(Coordinate annotation entries)
########
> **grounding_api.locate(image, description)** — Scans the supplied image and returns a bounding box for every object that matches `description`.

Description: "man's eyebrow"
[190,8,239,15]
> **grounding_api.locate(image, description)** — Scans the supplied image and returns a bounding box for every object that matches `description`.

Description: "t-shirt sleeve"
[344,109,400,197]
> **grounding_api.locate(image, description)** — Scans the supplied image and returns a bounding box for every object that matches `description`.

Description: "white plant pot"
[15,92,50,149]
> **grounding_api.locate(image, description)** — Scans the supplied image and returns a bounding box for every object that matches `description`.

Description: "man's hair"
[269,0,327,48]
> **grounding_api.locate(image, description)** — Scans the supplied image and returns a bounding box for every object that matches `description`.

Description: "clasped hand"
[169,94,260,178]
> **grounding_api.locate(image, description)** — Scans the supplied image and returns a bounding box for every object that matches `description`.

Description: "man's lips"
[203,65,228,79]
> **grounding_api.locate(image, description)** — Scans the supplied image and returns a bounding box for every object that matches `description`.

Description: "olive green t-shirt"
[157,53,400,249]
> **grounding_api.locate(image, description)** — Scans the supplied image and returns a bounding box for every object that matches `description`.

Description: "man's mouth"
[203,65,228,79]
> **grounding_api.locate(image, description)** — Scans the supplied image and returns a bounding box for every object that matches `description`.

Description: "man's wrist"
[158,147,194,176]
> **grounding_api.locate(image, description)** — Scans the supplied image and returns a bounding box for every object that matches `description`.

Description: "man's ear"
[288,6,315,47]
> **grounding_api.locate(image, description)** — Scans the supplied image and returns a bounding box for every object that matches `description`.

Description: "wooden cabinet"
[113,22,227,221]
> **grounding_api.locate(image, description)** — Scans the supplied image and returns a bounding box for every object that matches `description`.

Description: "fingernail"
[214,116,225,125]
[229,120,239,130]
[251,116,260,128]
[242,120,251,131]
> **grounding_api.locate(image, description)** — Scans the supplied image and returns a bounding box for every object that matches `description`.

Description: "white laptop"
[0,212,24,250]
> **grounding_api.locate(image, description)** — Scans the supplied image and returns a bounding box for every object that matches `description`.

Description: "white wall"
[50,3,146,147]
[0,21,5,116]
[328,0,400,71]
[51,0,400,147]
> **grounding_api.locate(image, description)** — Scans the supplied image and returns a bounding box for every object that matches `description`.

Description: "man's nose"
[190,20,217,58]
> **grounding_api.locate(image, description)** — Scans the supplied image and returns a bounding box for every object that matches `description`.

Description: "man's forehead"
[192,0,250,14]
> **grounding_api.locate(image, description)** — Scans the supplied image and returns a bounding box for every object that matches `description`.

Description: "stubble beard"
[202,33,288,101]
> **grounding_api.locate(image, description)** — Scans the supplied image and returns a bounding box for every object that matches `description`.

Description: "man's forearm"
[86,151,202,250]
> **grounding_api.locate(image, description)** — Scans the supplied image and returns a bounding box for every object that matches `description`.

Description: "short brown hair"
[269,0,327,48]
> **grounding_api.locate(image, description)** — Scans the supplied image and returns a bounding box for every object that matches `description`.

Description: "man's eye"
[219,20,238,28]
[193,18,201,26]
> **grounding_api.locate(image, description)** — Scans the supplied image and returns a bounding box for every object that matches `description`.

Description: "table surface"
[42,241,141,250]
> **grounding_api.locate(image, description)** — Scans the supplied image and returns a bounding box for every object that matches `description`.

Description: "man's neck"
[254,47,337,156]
########
GOAL
Rewrite all of the material above, substituting "grounding_api.detect" for every occurrence of "grounding_api.locate" and leaving everything else as it is.

RESPONSE TO THIS EXERCISE
> **grounding_api.detect(image, description)** — Scans the supplied image and returns a bounding box for every object that matches `description`.

Description: "man's eyebrow"
[190,8,239,15]
> **grounding_api.detect(image, description)** — Scans the supplied image and returns a bounding box for every object that matches `description`.

Description: "t-shirt sleeve"
[344,109,400,197]
> **grounding_api.detect(image, description)** — Scans the supplied image and returns a bounding box for every object that matches `description`.

Description: "white plant pot"
[15,92,50,149]
> **grounding_api.detect(image, description)** — Scans the supplied image and returns a bounding box for every object that matches `description`.

Description: "man's hair"
[269,0,327,48]
> **grounding_api.detect(image, description)** — Scans the supplied image and returns a bounding box for every object that matches `description`.

Description: "clasped hand"
[169,94,260,178]
> **grounding_api.detect(image, description)** — Scans the supplied image and returns a bounding box for every object that matches `description`.

Description: "man's lips"
[203,65,228,79]
> **grounding_api.detect(image, description)** — Scans the supplied image and returns a bounding box for every object that matches `description`.

Description: "olive green t-shirt"
[157,53,400,249]
> **grounding_api.detect(image, description)** — Scans the supplied image and returns a bounding box for every object that matches `description`.

Description: "man's mouth"
[203,65,228,79]
> **grounding_api.detect(image, description)** — Scans the supplied image and returns a bounding box for every object that matches `description`.

Description: "man's wrist"
[158,147,194,176]
> **grounding_api.detect(image, description)** — Scans the supplied image and returns a bounding box for every object that matches `description`.

Description: "man's ear"
[288,6,315,47]
> **grounding_api.detect(image, description)** — Scans the supplied image and returns a bounding box for every object that matches `description`.

Description: "wooden cabinet"
[113,22,227,221]
> **grounding_api.detect(image, description)** — Scans the supplied image and returns a bounding box for every object that matches `description`.

Description: "fingernail"
[214,116,225,125]
[229,120,239,130]
[251,116,260,128]
[242,120,251,131]
> **grounding_api.detect(image, description)** — Scans the supplied image and returns a bounding box for every object that matches `description`.

Description: "white laptop"
[0,212,24,250]
> **grounding_api.detect(image, description)** — Scans the supplied image and returns a bounding box for every object that matches `description`.

Description: "white wall"
[50,3,146,147]
[0,21,5,116]
[328,0,400,71]
[51,0,400,147]
> **grounding_api.detect(image, description)** — Scans the supplied image and returns a bounding box for every object that matches `description`.

Description: "man's nose"
[190,20,217,58]
> **grounding_api.detect(image, description)** — Scans the supplied image and returns a bounding box for every object that matches `description`.

Description: "man's forehead"
[192,0,250,14]
> **grounding_api.detect(image, description)** — Scans the supplied image and returns a bounding box for every object that matches `description`.

Description: "stubble beard"
[202,33,288,101]
> **grounding_api.detect(image, description)** — Scans the supplied image and returns a bounding box for every object that matches `description`.

Description: "man's forearm"
[86,151,202,250]
> **grounding_api.detect(image, description)** — Scans the supplied image and returns a bounding box for every object that matches `description`.

Description: "short brown hair"
[269,0,327,48]
> **grounding_api.detect(image, description)** — Scans the supplied image and returns a bounding box for every object that matches `description`.

Description: "man's eye"
[219,20,238,28]
[193,18,201,26]
> **grounding_api.detect(image, description)** — Scans the supplied image and returns a bounding box for every object that matches `description`.

Description: "table surface"
[42,241,141,250]
> **grounding_api.detect(image, description)** — Scans the supplied image and returns a bounding box for every object that matches `description`.

Description: "man's neck"
[254,47,337,156]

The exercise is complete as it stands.